Your tasks ::
1. In the article on Ms Malone and NHS pay, rewrite the paragraph beginning "It is the warrior in Ms Malone" as a short bulleted list that keeps its main facts.
2. Translate this sentence from the article on Ms Malone and NHS pay into Spanish: "The aim is to replace the hugely complex system of pay and allowances with a simplified system that encourages flexibility by offering extra pay to those prepared to take on extra duties."

[Text excerpt — start]

She is a huge admirer of the NHS, as only one who has seen the iniquities of the American system can be. But the entrepreneurial culture of the US is foreign to both the health service here and the conservative world of British nursing. "The NHS is huge and everyone is used to waiting for people at the centre to make the decisions. In the US, because there is no central system, nobody waits for any decision. You have to figure it out and advocate for your patient to get the care they need because the system is set up that way: to compete. You have to be a mini-warrior and scratch your way out of it."

It is the warrior in Ms Malone that seems to have alienated some of her colleagues. She is credited with securing good contacts with the Department of Health, No 10 and the Treasury but is criticised for being "high-handed", having a "secretive and egocentric" style and for failing to "embrace" her colleagues. "She spent her first year never going to a local branch meeting," one disgruntled observer said.

Her main achievement to date has been to bring forward, with colleagues in other NHS unions, the Agenda for Change pay proposals, agreed in November with the Department of Health. The aim is to replace the hugely complex system of pay and allowances with a simplified system that encourages flexibility by offering extra pay to those prepared to take on extra duties. Some staff could ultimately see rises of up to 30 per cent but others – estimated at one in 12 of all NHS staff – are set to lose

Although she was not directly involved in the negotiations, she is said to have "unlocked a few minds" at the Treasury and released extra money to fund the deal. Even so, by her own admission, the basic rise for nurses next year of 3.222 per cent is "disappointing" (hospital consultants recently rejected a deal worth 15 per cent). In year two, it gets better, with the same basic rise supplemented by 2.7 per cent for "assimilation" to the new pay scales and by a further 3.1 per cent the following year, giving a total increase of 15.8 per cent over three years.

[Text excerpt — finish]
[Information shown — start]

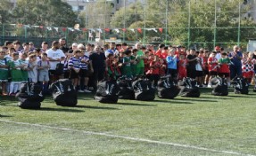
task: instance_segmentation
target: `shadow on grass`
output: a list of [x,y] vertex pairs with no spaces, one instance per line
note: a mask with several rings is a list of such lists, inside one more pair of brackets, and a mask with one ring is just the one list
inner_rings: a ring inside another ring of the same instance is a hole
[[155,99],[153,101],[151,102],[159,102],[159,103],[166,103],[166,104],[194,104],[191,102],[186,102],[186,101],[176,101],[176,98],[173,99],[164,99],[164,98],[161,98],[161,99]]
[[70,113],[83,113],[83,110],[78,109],[69,109],[65,108],[47,108],[47,107],[41,107],[40,109],[36,109],[37,111],[56,111],[56,112],[70,112]]
[[11,116],[11,115],[2,115],[2,114],[0,114],[0,118],[10,118],[10,117],[12,117],[12,116]]
[[77,108],[88,108],[88,109],[106,109],[106,110],[120,110],[113,107],[104,107],[104,106],[91,106],[91,105],[76,105]]
[[[133,100],[136,101],[136,100]],[[139,102],[150,102],[150,101],[139,101]],[[135,103],[126,103],[126,102],[118,102],[113,105],[133,105],[133,106],[156,106],[156,105],[146,105],[146,104],[135,104]]]
[[211,99],[202,99],[203,98],[186,98],[184,97],[181,98],[176,98],[175,100],[178,101],[195,101],[195,102],[218,102],[217,100],[211,100]]

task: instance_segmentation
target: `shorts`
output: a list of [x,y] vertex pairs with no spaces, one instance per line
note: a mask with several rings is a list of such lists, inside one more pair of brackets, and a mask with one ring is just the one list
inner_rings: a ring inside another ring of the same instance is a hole
[[209,74],[209,70],[208,70],[208,69],[207,69],[207,70],[204,69],[204,70],[203,70],[203,74],[204,74],[204,75],[205,75],[205,74]]
[[202,71],[196,71],[195,72],[195,76],[196,77],[202,77],[203,76],[203,72]]
[[88,74],[87,69],[80,69],[79,71],[80,77],[88,77],[87,74]]
[[186,71],[178,71],[178,77],[179,80],[182,80],[184,77],[186,77]]
[[210,71],[209,74],[211,76],[217,76],[217,72],[216,71]]
[[219,73],[218,75],[219,77],[230,77],[230,74],[229,73]]
[[39,72],[38,73],[38,82],[49,82],[49,73],[48,72]]
[[55,70],[49,70],[49,75],[55,75]]
[[244,78],[252,78],[254,75],[254,72],[253,71],[249,71],[249,72],[244,72],[243,73],[243,77]]
[[168,69],[168,74],[170,74],[171,77],[177,77],[177,69]]
[[77,73],[72,69],[70,73],[70,79],[78,79],[78,78],[79,78],[79,73]]

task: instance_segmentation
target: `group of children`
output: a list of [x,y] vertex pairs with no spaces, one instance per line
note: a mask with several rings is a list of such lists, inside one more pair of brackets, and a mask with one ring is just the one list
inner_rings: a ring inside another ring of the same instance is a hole
[[14,96],[25,82],[40,82],[47,89],[50,66],[46,53],[39,56],[37,51],[18,53],[13,48],[2,48],[0,53],[2,95]]
[[[144,56],[137,55],[142,51]],[[144,74],[157,85],[161,76],[169,74],[174,79],[181,81],[184,77],[196,79],[198,87],[211,87],[211,80],[216,76],[226,78],[230,86],[230,69],[232,65],[228,52],[211,51],[201,49],[196,51],[192,49],[184,51],[182,47],[166,47],[161,44],[159,50],[131,49],[120,52],[119,55],[109,54],[107,65],[109,76],[125,75],[135,77],[137,75],[138,62],[144,63]],[[219,55],[217,57],[217,55]],[[243,76],[249,82],[254,78],[253,52],[244,52],[242,58]]]
[[[194,49],[186,51],[184,47],[167,47],[164,44],[160,44],[157,51],[154,51],[153,46],[122,45],[113,51],[106,48],[101,50],[106,57],[105,75],[108,77],[117,79],[120,76],[134,78],[145,75],[157,86],[161,76],[169,74],[177,80],[185,77],[196,79],[199,87],[211,87],[211,79],[219,76],[227,78],[230,85],[229,66],[232,61],[225,51],[210,52],[202,49],[199,51]],[[62,61],[64,64],[63,77],[70,78],[74,86],[79,86],[81,80],[84,86],[88,86],[88,68],[92,66],[90,55],[94,51],[87,54],[85,52],[85,49],[74,50],[72,52],[64,51],[66,58]],[[15,95],[23,82],[39,82],[43,90],[47,91],[51,66],[45,51],[35,49],[30,52],[15,52],[14,48],[2,47],[0,54],[3,95]],[[254,78],[256,59],[253,58],[253,52],[244,52],[241,60],[243,76],[249,82]],[[85,90],[90,92],[87,88]]]

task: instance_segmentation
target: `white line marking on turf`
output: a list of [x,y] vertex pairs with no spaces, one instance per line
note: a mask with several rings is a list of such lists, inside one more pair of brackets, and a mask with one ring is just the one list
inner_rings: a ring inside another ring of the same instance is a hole
[[1,120],[1,119],[0,119],[0,121],[7,122],[7,123],[15,123],[15,124],[20,124],[20,125],[34,126],[34,127],[39,127],[39,128],[48,128],[48,129],[65,130],[65,131],[80,132],[80,133],[85,133],[85,134],[88,134],[88,135],[96,135],[96,136],[109,136],[109,137],[123,138],[123,139],[127,139],[127,140],[134,140],[134,141],[145,142],[145,143],[151,143],[151,144],[159,144],[172,145],[172,146],[177,146],[177,147],[191,148],[191,149],[206,151],[206,152],[221,152],[221,153],[226,153],[226,154],[233,154],[233,155],[255,156],[255,155],[252,155],[252,154],[244,154],[244,153],[232,152],[232,151],[214,150],[214,149],[211,149],[211,148],[198,147],[198,146],[194,146],[194,145],[179,144],[176,144],[176,143],[168,143],[168,142],[149,140],[149,139],[145,139],[145,138],[136,138],[136,137],[130,137],[130,136],[111,135],[111,134],[103,133],[103,132],[77,130],[77,129],[68,129],[68,128],[59,128],[59,127],[53,127],[53,126],[35,124],[35,123],[28,123],[28,122],[18,122],[18,121],[4,121],[4,120]]

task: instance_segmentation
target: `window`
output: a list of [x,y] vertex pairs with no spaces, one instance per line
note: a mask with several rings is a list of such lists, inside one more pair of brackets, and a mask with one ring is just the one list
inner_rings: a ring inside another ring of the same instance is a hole
[[84,8],[85,8],[85,7],[84,7],[83,5],[79,5],[79,6],[78,6],[78,11],[83,11]]

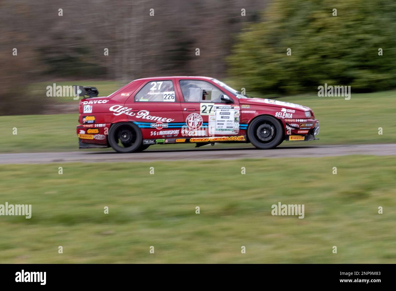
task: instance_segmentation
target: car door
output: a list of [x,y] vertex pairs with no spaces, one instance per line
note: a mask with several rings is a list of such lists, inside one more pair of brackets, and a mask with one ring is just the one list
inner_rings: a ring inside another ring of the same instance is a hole
[[126,102],[132,108],[131,119],[142,131],[143,143],[166,143],[167,138],[181,136],[184,124],[175,79],[148,80]]
[[[200,80],[181,79],[177,85],[183,100],[181,103],[186,126],[185,136],[233,136],[239,133],[240,108],[234,103],[222,101],[227,94],[212,83]],[[235,99],[236,99],[235,98]]]

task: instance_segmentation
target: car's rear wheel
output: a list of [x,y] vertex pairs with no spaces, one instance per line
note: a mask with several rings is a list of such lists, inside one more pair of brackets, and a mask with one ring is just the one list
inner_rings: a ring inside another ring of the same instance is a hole
[[[109,143],[117,152],[133,152],[142,146],[142,133],[139,128],[131,122],[120,122],[110,127]],[[145,148],[144,149],[145,149]]]
[[248,137],[258,148],[273,148],[283,141],[284,128],[276,118],[269,115],[260,116],[250,122],[248,127]]

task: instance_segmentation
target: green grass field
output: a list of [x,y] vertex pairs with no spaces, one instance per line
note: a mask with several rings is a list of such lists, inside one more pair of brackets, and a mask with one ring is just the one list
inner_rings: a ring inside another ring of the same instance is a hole
[[[320,123],[320,140],[285,142],[282,145],[394,143],[396,130],[393,122],[396,112],[395,99],[396,91],[352,94],[350,100],[341,97],[319,97],[314,94],[280,98],[310,107]],[[0,116],[2,125],[0,152],[78,150],[75,131],[78,120],[77,114]],[[13,135],[14,127],[17,129],[17,135]],[[378,134],[379,127],[383,129],[382,135]],[[150,147],[149,150],[192,148],[194,146],[156,145]],[[215,146],[221,146],[230,145]]]
[[[83,81],[51,82],[42,82],[37,83],[31,85],[31,89],[38,90],[40,91],[44,91],[46,94],[47,86],[53,86],[53,84],[56,86],[73,86],[73,85],[79,85],[80,86],[88,86],[89,87],[95,87],[99,91],[99,96],[109,96],[117,90],[126,85],[128,83],[122,84],[120,82],[114,81],[99,81],[98,80],[84,80]],[[50,97],[53,102],[77,102],[78,101],[74,100],[72,96],[69,97]],[[82,99],[82,98],[80,98]]]
[[[396,263],[394,156],[0,171],[0,204],[32,205],[30,219],[1,217],[2,263]],[[272,216],[280,202],[304,204],[305,218]]]

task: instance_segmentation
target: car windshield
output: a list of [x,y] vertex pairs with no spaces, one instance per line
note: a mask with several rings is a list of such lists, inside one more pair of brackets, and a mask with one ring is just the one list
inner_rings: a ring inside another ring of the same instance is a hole
[[224,88],[226,90],[229,91],[230,92],[232,92],[234,94],[235,94],[235,96],[239,99],[243,99],[243,98],[249,98],[246,95],[244,95],[242,94],[241,92],[238,92],[238,91],[235,90],[233,88],[231,88],[230,87],[228,86],[227,84],[225,84],[221,81],[219,81],[217,79],[212,79],[212,81],[215,83],[217,85],[219,85],[223,88]]

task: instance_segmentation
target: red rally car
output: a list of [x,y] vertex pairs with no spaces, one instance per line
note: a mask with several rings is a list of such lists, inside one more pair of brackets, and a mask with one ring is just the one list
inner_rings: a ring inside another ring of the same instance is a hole
[[308,107],[249,98],[207,77],[135,80],[107,97],[76,87],[82,99],[80,148],[143,150],[157,144],[251,143],[272,148],[284,140],[317,139],[319,122]]

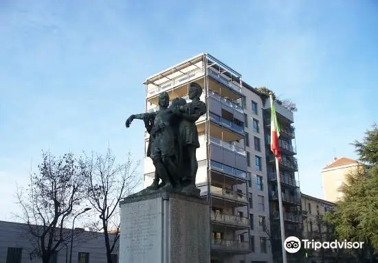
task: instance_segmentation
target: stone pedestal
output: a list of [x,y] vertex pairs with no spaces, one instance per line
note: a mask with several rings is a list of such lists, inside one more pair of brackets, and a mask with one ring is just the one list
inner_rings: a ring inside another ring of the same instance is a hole
[[120,202],[120,263],[210,263],[208,203],[155,193]]

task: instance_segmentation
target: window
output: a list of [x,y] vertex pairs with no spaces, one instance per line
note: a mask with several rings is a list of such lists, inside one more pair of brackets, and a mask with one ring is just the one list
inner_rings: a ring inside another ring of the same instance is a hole
[[251,229],[254,230],[254,215],[252,214],[249,214],[249,225],[251,227]]
[[212,231],[212,238],[215,240],[223,240],[223,233],[222,232],[216,232]]
[[263,168],[261,168],[261,157],[259,156],[255,156],[255,169],[256,171],[262,171]]
[[118,255],[111,254],[110,256],[111,258],[111,262],[112,263],[118,263]]
[[254,131],[255,133],[258,133],[258,132],[259,132],[259,130],[258,130],[258,121],[256,119],[254,119]]
[[263,231],[267,231],[267,223],[264,216],[258,216],[258,225]]
[[245,146],[249,147],[249,135],[245,133]]
[[261,145],[260,144],[260,138],[257,137],[254,137],[254,149],[258,152],[261,152]]
[[50,257],[49,263],[56,263],[58,262],[58,252],[54,251]]
[[257,115],[257,103],[252,100],[252,113]]
[[89,253],[79,252],[78,263],[89,263]]
[[257,196],[258,201],[258,211],[265,211],[265,205],[263,196]]
[[22,248],[8,247],[6,263],[21,263]]
[[260,249],[261,253],[267,253],[267,240],[263,236],[260,237]]
[[264,190],[264,183],[263,176],[257,176],[257,190],[260,191]]

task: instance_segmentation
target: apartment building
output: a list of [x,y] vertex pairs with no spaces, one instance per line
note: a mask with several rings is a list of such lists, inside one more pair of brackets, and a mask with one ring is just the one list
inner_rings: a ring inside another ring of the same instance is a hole
[[329,202],[336,202],[342,198],[339,187],[345,182],[346,175],[355,172],[363,165],[356,160],[346,157],[335,157],[333,161],[321,171],[324,199]]
[[[146,111],[158,109],[162,91],[170,100],[188,99],[192,82],[203,88],[201,99],[208,108],[197,122],[201,147],[196,184],[212,207],[212,262],[272,262],[267,168],[270,150],[265,136],[269,100],[243,81],[241,74],[201,54],[146,79]],[[146,150],[148,139],[146,133]],[[146,157],[144,187],[152,183],[154,172]]]
[[[277,185],[276,159],[270,151],[271,110],[269,100],[263,106],[264,128],[267,152],[267,172],[269,180],[270,210],[270,239],[273,257],[275,262],[282,262],[281,231],[280,227],[280,213]],[[280,179],[282,200],[282,211],[285,238],[293,236],[300,237],[302,231],[302,212],[300,209],[300,190],[298,172],[293,113],[279,103],[274,102],[277,120],[280,126],[279,146],[282,161],[279,163]],[[302,262],[298,254],[287,253],[288,262]]]
[[[33,253],[38,240],[28,231],[28,225],[14,222],[0,221],[0,263],[41,263],[41,258]],[[71,229],[64,229],[67,235]],[[74,229],[72,242],[72,257],[70,256],[71,242],[58,248],[52,258],[51,263],[104,263],[107,262],[107,249],[104,234],[99,232]],[[113,238],[110,235],[111,240]],[[56,241],[56,240],[54,240]],[[118,262],[118,243],[112,255],[113,262]]]
[[[303,238],[320,242],[334,241],[331,240],[332,229],[324,222],[323,216],[325,212],[332,209],[335,203],[304,194],[301,194],[301,197]],[[308,249],[306,252],[307,262],[311,263],[331,262],[339,255],[329,249]]]

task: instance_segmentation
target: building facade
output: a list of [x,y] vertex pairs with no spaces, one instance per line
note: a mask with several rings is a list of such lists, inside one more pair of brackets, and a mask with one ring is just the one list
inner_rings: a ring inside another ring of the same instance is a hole
[[346,176],[355,172],[362,165],[349,158],[335,157],[333,161],[321,170],[324,199],[329,202],[337,202],[342,198],[338,190],[345,183]]
[[[38,240],[28,231],[28,225],[14,222],[0,221],[0,263],[39,263],[42,260],[34,253]],[[69,234],[71,229],[65,229]],[[78,233],[80,232],[80,233]],[[113,238],[110,235],[111,240]],[[70,262],[70,238],[58,247],[58,251],[51,258],[51,263]],[[118,262],[118,247],[115,244],[112,258]],[[104,263],[107,262],[107,250],[104,235],[99,232],[74,230],[72,242],[72,262]]]
[[[295,144],[295,129],[293,113],[286,108],[275,103],[277,121],[280,126],[279,146],[282,161],[279,163],[280,179],[282,200],[282,212],[285,238],[287,236],[300,237],[302,233],[302,211],[300,209],[300,190]],[[265,146],[267,148],[267,171],[269,180],[269,211],[270,211],[270,238],[273,257],[275,262],[282,262],[282,242],[280,227],[280,214],[277,185],[276,159],[270,149],[271,109],[269,100],[264,106],[264,128]],[[288,262],[301,262],[298,254],[287,253]]]
[[[323,220],[325,212],[331,211],[335,203],[317,198],[304,194],[302,196],[302,209],[303,214],[303,239],[314,240],[319,242],[334,241],[332,229]],[[339,262],[347,262],[346,258],[332,249],[307,249],[307,262],[320,263],[333,262],[337,259]]]
[[[212,207],[212,263],[272,262],[267,167],[270,150],[265,128],[269,99],[243,81],[241,74],[202,54],[147,78],[146,111],[158,110],[162,91],[170,100],[188,99],[192,82],[203,88],[201,100],[208,108],[197,122],[201,147],[196,184]],[[292,113],[283,107],[280,111],[293,122]],[[146,133],[146,151],[148,139]],[[146,157],[144,187],[151,184],[154,172]],[[271,197],[274,200],[276,195]]]

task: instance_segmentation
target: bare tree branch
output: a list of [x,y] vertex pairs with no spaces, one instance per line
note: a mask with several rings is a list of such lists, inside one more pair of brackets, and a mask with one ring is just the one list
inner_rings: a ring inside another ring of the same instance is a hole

[Information shown — finish]

Problem solutions ::
1.
- Ms Malone's warrior side appears to have alienated some of her colleagues.
- She is credited with building good contacts with the Department of Health, No 10 and the Treasury.
- She is criticized as "high-handed," with a "secretive and egocentric" style, and for failing to "embrace" her colleagues.
- One disgruntled observer said she went to no local branch meetings in her first year.

2. El objetivo es sustituir el sistema enormemente complejo de salarios y complementos por un sistema simplificado que fomente la flexibilidad ofreciendo una paga adicional a quienes estén dispuestos a asumir funciones adicionales.